• What is required: From the entries below, copy every line where the string "instance" appears.

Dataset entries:
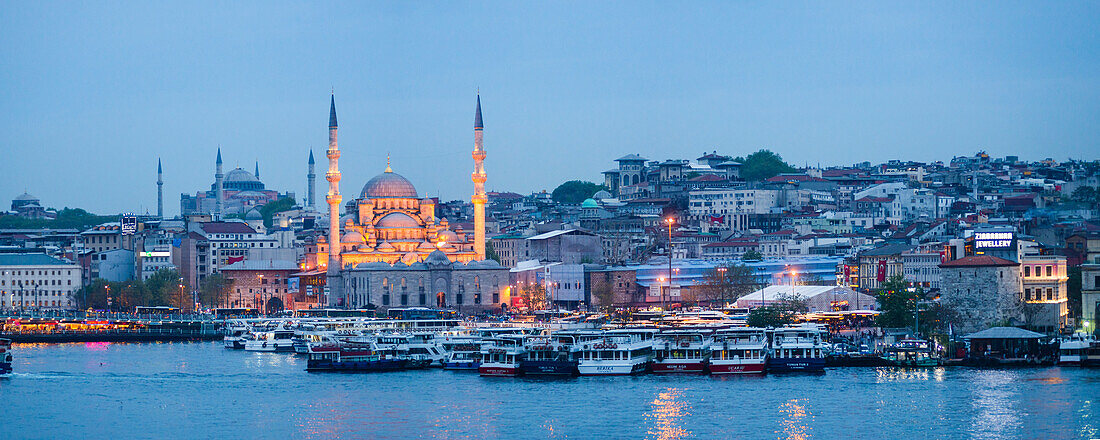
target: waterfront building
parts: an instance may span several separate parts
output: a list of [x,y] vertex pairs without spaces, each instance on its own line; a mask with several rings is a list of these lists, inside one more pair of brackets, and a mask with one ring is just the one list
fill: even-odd
[[11,211],[15,215],[33,219],[52,219],[57,217],[57,211],[47,210],[42,207],[42,201],[38,197],[23,192],[11,201]]
[[1020,263],[971,255],[940,264],[940,301],[959,314],[956,331],[1021,321]]
[[1081,327],[1095,331],[1100,325],[1100,264],[1081,265]]
[[207,275],[248,258],[253,249],[275,249],[278,241],[247,223],[236,221],[192,223],[180,240],[180,275],[187,285],[199,286]]
[[72,308],[81,268],[40,253],[0,254],[0,309]]
[[330,306],[425,306],[477,313],[500,310],[510,301],[507,268],[493,260],[452,261],[442,250],[411,264],[359,263],[344,270],[340,281],[343,286],[330,295]]
[[771,285],[742,296],[735,307],[760,307],[775,304],[786,298],[806,301],[811,313],[854,310],[875,310],[875,297],[856,292],[847,286],[791,286]]
[[902,254],[916,246],[890,244],[859,254],[859,288],[864,291],[878,289],[893,276],[904,276],[905,258]]
[[1061,330],[1068,324],[1069,314],[1066,257],[1024,255],[1020,257],[1020,272],[1028,326],[1048,333]]
[[283,260],[243,260],[221,268],[230,282],[227,304],[206,304],[207,307],[253,308],[267,313],[297,310],[294,301],[298,293],[298,265]]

• Answer space:
parts: an instance may span several separate parts
output: a list of [x,y] vertex pairs without spaces, each instance on its own line; a mask with several rings is a list of these lists, inside one more pair of brackets, and a mask with one ring is just the one list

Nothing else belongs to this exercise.